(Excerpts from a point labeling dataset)

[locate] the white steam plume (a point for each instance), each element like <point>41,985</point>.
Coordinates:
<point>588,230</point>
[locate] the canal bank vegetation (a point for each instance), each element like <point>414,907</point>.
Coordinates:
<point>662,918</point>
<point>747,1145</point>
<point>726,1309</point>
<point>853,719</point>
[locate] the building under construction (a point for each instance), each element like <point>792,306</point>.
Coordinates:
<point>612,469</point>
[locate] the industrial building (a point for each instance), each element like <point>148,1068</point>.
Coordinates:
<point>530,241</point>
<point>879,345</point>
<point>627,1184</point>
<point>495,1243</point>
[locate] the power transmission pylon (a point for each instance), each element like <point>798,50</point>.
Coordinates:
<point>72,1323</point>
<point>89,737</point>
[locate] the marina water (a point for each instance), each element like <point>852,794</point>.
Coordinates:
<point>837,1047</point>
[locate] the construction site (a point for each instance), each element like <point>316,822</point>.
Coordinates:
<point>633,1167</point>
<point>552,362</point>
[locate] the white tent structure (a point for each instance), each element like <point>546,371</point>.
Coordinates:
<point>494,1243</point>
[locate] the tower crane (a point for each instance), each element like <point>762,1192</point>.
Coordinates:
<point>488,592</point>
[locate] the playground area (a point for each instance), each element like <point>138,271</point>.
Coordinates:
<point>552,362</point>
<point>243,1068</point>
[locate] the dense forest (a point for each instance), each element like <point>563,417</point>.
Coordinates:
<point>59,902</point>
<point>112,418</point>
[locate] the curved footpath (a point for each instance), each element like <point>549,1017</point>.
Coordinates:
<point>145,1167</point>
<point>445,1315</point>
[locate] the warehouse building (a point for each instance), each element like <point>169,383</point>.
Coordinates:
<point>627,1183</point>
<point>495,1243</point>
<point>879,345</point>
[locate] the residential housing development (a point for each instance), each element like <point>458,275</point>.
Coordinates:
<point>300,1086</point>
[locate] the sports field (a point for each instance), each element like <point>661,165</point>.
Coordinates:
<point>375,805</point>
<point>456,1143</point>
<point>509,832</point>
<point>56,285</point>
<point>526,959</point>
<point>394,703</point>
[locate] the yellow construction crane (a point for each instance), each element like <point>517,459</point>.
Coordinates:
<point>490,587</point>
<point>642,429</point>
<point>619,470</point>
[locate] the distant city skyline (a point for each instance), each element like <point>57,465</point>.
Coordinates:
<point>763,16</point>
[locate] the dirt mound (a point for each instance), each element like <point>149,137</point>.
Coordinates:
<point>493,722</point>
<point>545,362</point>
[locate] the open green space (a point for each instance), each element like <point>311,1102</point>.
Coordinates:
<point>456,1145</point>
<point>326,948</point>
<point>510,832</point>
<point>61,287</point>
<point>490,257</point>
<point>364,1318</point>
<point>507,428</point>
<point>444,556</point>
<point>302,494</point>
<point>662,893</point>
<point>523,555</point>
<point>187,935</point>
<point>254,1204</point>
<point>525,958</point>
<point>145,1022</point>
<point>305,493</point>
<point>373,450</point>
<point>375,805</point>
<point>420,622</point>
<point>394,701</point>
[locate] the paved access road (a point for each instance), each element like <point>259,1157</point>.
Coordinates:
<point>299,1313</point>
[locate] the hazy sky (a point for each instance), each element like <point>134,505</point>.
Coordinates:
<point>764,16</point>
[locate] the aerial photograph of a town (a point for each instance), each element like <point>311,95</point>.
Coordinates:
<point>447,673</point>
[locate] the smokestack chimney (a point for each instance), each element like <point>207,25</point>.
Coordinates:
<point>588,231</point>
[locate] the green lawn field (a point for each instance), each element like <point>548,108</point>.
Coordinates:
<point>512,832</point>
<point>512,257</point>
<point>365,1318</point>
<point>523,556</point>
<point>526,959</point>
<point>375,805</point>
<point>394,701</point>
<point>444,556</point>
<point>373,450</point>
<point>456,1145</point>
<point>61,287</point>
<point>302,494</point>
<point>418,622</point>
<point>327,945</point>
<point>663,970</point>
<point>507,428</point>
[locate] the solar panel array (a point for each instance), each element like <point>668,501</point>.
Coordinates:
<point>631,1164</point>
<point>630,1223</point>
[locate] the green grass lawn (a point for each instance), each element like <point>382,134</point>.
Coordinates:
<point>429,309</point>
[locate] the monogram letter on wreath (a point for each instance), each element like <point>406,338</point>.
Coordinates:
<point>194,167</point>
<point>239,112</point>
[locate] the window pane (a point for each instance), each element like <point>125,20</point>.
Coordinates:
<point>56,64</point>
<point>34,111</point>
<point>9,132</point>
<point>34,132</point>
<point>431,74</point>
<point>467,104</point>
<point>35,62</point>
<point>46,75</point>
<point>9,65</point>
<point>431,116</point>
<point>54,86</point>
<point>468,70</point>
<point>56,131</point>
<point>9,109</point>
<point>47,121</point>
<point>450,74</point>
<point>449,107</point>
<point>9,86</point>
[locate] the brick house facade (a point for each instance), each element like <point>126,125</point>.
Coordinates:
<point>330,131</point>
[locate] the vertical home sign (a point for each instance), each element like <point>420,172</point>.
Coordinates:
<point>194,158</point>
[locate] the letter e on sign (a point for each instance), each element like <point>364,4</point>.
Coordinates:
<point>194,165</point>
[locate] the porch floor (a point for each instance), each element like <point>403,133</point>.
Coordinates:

Objective: Starting with the line that contains "[locate] the green grass" and going on through the end of the material, lay out each line as a Markdown table with the columns Row and Line. Number the rows and leave out blank lines.

Result below:
| Row | Line |
|---|---|
| 1 | [locate] the green grass lawn (a point for each instance), each element like <point>382,134</point>. |
| 2 | Coordinates: |
| 3 | <point>429,309</point> |
| 4 | [locate] the monogram letter on wreath (a point for each instance), each element like <point>406,338</point>. |
| 5 | Coordinates: |
| 6 | <point>194,167</point> |
| 7 | <point>239,112</point> |
| 8 | [locate] the window pane (a point for each instance), each element like <point>125,20</point>. |
| 9 | Coordinates: |
| 10 | <point>56,64</point> |
| 11 | <point>34,111</point> |
| 12 | <point>9,132</point> |
| 13 | <point>34,132</point> |
| 14 | <point>431,74</point> |
| 15 | <point>467,104</point> |
| 16 | <point>35,62</point> |
| 17 | <point>46,75</point> |
| 18 | <point>9,65</point> |
| 19 | <point>431,116</point> |
| 20 | <point>54,86</point> |
| 21 | <point>468,70</point> |
| 22 | <point>56,131</point> |
| 23 | <point>9,109</point> |
| 24 | <point>47,121</point> |
| 25 | <point>450,74</point> |
| 26 | <point>449,107</point> |
| 27 | <point>9,86</point> |
| 28 | [locate] the brick house facade (a point for each instance), each element like <point>126,125</point>. |
| 29 | Coordinates: |
| 30 | <point>330,131</point> |
| 31 | [locate] the vertical home sign (a point for each instance), each element like <point>420,172</point>. |
| 32 | Coordinates: |
| 33 | <point>194,158</point> |
| 34 | [locate] the letter e on sign (a point for each instance), each element like <point>364,4</point>. |
| 35 | Coordinates: |
| 36 | <point>194,165</point> |
| 37 | [locate] the porch floor (a point for each instance), each element like <point>403,133</point>. |
| 38 | Coordinates: |